== SELECTED PASSAGE ==
Antonio Robinson, Edward Murray Left: Robinson family/ Right: Tarrant County Jail

Late last month, a Black man was gunned down by his white neighbor in what his girlfriend says was the neighbor’s final violent act after a year of racist harassment. The alleged assailant — Edward Murray — shot and killed 39-year-old Antonio Robinson on his doorstep.

“We had issues with him from day one,” Robinson’s girlfriend Ashely Lacy told the Fort Worth Star-Telegram. “It was always these little things such as yelling at us. He wouldn’t step in our house, but if our door was open, he would scream at us.”

Lacy told Fort Worth, Texas police that Murray would hurl racial slurs and kick their kids’ toys on the sidewalk. The harassment got so bad, she said, that she and Robinson would keep their doors closed at all times and even looked for a new place to live.

Robinson shared a 2-year-old with Lacy, who also has two other children, aged 3 and 9. On the day of the shooting, Murray banged on their door and when Robinson opened it, he shot him at least five times. As Murray fled the scene, Lacy’s 9-year-old son rushed outside to apply pressure to Robinson’s wounds. Lacy called an ambulance, but Robinson was tragically pronounced dead at the hospital.

“A 9-year-old shouldn’t have to be doing that,” Lacy said.

Murray was arrested and charged with murder, aggravated assault with a deadly weapon and unlawful possession of a firearm by a felon, as he was previously convicted of aggravated sexual assault on a 9-year-old girl. He is currently being held at the Tarrant County Correction Center on a $100,000 bond.

“If the tables were turned and a Black man with the same record had committed this crime against a white man and fled the scene, he would undoubtedly be completely denied bail,” Monique Robinson, Robinson’s sister-in-law, told the Star-Telegram. She further described Robinson as “a calm man” who “went to work to support his family.”

“He didn’t deserve this,” Lacy added. “We tried moving away but COVID stopped all that. Now it’s too late.”

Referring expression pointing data
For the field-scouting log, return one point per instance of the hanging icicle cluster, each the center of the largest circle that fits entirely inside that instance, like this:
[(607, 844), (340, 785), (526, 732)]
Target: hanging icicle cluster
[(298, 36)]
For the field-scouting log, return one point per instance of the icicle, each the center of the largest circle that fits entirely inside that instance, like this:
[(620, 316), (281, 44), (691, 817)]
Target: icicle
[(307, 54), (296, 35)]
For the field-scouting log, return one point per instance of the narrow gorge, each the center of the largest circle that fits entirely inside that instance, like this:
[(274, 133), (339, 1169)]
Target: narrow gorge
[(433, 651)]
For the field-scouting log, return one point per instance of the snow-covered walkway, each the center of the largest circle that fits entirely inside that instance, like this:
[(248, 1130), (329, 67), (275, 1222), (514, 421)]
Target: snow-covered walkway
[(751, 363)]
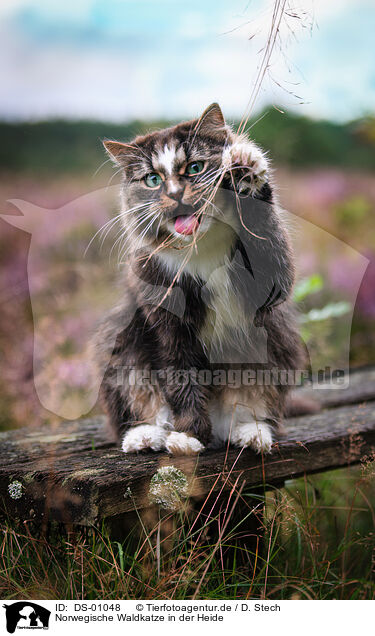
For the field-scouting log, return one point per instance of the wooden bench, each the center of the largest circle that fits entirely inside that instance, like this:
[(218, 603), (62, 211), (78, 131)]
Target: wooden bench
[(72, 473)]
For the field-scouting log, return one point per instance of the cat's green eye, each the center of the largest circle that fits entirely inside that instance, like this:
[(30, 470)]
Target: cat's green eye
[(153, 180), (194, 167)]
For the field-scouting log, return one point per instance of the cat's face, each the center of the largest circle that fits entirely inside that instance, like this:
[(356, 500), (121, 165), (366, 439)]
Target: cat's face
[(169, 177)]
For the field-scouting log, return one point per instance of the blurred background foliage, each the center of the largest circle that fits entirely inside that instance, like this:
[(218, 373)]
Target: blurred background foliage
[(67, 146)]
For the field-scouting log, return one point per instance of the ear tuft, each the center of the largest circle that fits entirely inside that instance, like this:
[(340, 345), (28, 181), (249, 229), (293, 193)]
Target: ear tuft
[(212, 121), (116, 150)]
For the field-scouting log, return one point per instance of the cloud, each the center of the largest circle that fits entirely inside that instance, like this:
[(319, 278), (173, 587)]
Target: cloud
[(125, 59)]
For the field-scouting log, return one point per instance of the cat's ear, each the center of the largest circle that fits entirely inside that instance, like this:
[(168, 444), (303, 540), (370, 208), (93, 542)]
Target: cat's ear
[(117, 150), (212, 122)]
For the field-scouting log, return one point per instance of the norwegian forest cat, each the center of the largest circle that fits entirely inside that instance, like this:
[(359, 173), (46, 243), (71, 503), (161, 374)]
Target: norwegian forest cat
[(206, 294)]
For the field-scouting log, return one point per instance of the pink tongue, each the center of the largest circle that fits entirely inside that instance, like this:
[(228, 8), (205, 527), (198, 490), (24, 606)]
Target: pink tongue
[(186, 224)]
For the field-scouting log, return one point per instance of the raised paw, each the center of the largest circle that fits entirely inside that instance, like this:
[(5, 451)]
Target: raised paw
[(255, 435), (144, 436), (182, 444), (248, 164)]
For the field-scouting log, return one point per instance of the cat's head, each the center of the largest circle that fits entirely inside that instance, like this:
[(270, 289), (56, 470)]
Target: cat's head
[(168, 180)]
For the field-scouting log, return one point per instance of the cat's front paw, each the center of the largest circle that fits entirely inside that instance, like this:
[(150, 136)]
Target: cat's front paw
[(144, 436), (255, 435), (248, 165), (183, 444)]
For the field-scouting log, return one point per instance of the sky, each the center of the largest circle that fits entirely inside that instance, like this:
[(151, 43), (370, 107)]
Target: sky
[(154, 59)]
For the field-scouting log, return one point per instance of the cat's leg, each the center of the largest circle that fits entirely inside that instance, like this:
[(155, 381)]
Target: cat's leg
[(243, 421), (152, 435), (247, 164)]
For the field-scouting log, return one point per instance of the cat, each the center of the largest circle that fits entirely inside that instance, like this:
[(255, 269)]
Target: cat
[(206, 293)]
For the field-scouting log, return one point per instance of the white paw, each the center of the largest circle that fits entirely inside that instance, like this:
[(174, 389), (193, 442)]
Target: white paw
[(144, 436), (245, 154), (183, 444), (164, 418), (257, 435)]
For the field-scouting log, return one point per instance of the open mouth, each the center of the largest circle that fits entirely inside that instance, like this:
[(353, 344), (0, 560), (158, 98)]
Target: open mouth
[(187, 222)]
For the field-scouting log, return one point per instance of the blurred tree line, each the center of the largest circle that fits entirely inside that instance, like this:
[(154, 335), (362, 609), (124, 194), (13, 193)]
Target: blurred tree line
[(71, 146)]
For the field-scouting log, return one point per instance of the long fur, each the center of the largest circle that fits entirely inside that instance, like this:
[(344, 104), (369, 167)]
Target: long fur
[(217, 300)]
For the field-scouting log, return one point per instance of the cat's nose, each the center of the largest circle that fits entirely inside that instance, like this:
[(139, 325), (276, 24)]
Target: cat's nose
[(174, 191)]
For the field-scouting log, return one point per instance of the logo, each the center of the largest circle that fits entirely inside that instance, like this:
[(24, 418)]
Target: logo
[(26, 615)]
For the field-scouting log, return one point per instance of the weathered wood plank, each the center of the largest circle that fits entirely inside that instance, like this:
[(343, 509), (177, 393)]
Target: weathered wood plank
[(89, 485)]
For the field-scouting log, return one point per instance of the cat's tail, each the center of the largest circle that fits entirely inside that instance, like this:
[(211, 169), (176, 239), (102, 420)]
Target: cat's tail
[(297, 405)]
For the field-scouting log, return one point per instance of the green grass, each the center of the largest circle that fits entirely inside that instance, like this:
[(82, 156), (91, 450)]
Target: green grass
[(62, 146), (317, 542)]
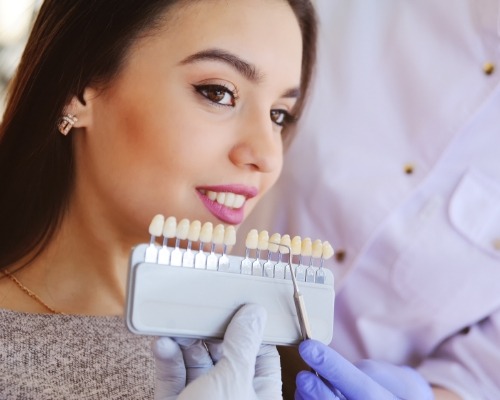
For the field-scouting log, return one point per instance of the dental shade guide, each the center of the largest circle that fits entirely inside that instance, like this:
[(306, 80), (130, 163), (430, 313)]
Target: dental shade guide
[(193, 236), (155, 230), (272, 248), (167, 296), (169, 230), (251, 243), (217, 239), (200, 259), (229, 240)]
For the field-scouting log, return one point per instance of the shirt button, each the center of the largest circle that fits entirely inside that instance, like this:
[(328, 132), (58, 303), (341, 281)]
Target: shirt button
[(488, 68), (339, 255), (409, 168)]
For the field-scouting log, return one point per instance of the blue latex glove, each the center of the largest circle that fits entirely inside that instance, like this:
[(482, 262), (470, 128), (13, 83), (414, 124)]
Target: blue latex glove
[(369, 380), (239, 367)]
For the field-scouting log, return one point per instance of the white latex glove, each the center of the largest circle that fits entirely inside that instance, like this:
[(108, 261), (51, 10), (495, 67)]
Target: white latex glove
[(238, 368)]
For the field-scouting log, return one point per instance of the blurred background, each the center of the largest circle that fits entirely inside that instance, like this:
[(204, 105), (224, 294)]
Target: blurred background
[(16, 17)]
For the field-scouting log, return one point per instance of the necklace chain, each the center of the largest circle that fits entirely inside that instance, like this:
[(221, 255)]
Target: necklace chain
[(30, 293)]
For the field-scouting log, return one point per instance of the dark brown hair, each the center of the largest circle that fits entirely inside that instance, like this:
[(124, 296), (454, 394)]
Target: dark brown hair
[(73, 43)]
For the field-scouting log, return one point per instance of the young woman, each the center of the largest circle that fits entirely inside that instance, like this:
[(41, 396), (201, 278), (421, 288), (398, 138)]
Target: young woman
[(121, 110)]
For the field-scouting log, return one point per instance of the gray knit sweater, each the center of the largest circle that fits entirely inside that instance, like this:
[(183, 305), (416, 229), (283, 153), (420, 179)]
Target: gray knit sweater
[(70, 357)]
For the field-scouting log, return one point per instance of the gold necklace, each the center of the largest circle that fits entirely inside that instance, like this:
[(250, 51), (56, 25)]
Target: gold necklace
[(30, 293)]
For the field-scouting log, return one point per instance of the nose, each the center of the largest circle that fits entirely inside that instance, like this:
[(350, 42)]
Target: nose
[(259, 146)]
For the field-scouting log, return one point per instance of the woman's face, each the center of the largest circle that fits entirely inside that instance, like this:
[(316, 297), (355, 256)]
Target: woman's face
[(192, 125)]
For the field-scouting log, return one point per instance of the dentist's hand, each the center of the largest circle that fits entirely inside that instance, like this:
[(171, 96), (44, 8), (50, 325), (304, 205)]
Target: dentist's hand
[(369, 380), (239, 367)]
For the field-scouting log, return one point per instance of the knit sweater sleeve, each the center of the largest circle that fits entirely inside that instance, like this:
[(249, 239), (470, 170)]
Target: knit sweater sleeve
[(72, 357)]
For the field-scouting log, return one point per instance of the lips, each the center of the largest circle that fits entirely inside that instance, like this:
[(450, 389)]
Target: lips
[(227, 202)]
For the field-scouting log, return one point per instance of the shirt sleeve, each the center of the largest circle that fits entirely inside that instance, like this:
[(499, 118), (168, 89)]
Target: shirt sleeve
[(467, 362)]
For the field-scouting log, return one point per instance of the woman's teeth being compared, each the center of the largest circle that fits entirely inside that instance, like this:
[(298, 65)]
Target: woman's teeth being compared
[(227, 199)]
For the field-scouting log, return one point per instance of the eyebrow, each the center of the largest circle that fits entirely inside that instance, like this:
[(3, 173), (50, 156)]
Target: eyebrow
[(248, 70)]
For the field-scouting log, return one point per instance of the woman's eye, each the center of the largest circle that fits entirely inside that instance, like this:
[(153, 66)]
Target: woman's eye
[(281, 117), (217, 94)]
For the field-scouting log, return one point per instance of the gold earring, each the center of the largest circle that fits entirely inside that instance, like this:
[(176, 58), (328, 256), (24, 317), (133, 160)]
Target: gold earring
[(66, 123)]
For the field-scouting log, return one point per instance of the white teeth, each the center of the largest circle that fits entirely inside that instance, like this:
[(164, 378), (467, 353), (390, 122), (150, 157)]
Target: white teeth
[(227, 199)]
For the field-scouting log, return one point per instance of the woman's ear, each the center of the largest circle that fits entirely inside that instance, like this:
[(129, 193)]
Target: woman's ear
[(80, 108)]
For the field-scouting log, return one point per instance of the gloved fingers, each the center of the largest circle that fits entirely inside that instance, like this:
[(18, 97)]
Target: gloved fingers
[(244, 335), (311, 387), (403, 381), (170, 368), (267, 380), (341, 374), (215, 349), (196, 358)]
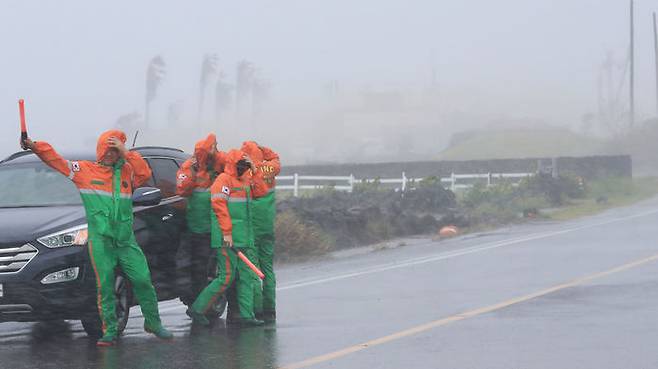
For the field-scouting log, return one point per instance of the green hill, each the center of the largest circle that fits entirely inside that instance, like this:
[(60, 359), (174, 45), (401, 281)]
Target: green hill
[(520, 143)]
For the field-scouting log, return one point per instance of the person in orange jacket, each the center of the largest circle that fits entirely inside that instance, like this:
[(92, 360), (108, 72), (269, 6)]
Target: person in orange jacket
[(106, 189), (194, 179), (264, 214), (232, 227)]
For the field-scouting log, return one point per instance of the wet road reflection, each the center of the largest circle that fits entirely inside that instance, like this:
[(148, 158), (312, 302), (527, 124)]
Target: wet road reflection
[(54, 344)]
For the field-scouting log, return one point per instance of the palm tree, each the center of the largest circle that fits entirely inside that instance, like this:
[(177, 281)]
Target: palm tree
[(208, 69), (155, 73)]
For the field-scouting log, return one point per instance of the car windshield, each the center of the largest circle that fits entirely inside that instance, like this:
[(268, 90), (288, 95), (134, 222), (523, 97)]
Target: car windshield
[(35, 184)]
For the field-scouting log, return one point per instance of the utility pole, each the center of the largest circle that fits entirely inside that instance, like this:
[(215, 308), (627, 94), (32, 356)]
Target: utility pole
[(632, 77), (655, 48)]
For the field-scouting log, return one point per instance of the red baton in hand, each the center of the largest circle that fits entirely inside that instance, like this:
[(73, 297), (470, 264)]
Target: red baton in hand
[(249, 263), (21, 110)]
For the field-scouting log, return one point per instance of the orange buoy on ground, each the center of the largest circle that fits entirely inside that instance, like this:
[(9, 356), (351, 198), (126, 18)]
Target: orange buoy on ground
[(449, 231)]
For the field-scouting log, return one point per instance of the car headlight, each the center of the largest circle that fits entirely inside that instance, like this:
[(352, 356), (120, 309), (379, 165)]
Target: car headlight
[(68, 237), (65, 275)]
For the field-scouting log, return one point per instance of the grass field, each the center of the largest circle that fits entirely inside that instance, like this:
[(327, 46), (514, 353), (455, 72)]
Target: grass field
[(606, 194), (522, 144)]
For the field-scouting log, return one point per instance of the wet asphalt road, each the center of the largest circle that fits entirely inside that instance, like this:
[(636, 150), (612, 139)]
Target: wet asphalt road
[(579, 294)]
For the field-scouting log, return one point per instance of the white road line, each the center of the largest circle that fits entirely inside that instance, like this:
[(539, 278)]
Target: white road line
[(444, 256)]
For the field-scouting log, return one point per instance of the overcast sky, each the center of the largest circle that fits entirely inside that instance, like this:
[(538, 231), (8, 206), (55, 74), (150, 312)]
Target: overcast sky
[(81, 63)]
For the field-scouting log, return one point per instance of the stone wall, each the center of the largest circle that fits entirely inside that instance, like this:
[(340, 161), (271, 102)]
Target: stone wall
[(588, 167)]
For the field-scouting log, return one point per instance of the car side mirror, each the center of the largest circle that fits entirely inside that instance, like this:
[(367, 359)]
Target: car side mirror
[(147, 196)]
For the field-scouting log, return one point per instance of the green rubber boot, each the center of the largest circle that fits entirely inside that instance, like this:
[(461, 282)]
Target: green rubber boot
[(160, 332)]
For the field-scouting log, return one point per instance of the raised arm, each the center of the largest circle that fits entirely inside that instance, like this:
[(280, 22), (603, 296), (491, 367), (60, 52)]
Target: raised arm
[(271, 160), (141, 170), (51, 158)]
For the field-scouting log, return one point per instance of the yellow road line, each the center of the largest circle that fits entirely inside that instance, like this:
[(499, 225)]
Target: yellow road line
[(465, 315)]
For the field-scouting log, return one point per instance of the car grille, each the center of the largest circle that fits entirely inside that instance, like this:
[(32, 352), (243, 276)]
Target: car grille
[(14, 258)]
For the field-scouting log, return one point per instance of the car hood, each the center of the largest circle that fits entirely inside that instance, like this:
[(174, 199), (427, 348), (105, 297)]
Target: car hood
[(29, 223)]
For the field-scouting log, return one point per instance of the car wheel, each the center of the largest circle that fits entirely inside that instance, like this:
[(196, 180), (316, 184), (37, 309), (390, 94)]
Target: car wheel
[(123, 297), (217, 310)]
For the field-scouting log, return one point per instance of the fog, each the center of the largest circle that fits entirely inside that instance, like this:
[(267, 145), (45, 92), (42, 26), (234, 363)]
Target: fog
[(329, 81)]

== COMPLETE THE FOLLOWING ==
- a) Answer these questions using the news article.
(i) How old was Antonio Robinson?
(ii) How many times did Murray shoot Robinson?
(iii) Where is Murray being held, and what is his bond?
- b) List every charge filed against Edward Murray according to the news article.

== OUTPUTS IN ORDER ==
- a)
(i) 39 years old
(ii) At least five times
(iii) The Tarrant County Correction Center, on a $100,000 bond

- b)
- Murder
- Aggravated assault with a deadly weapon
- Unlawful possession of a firearm by a felon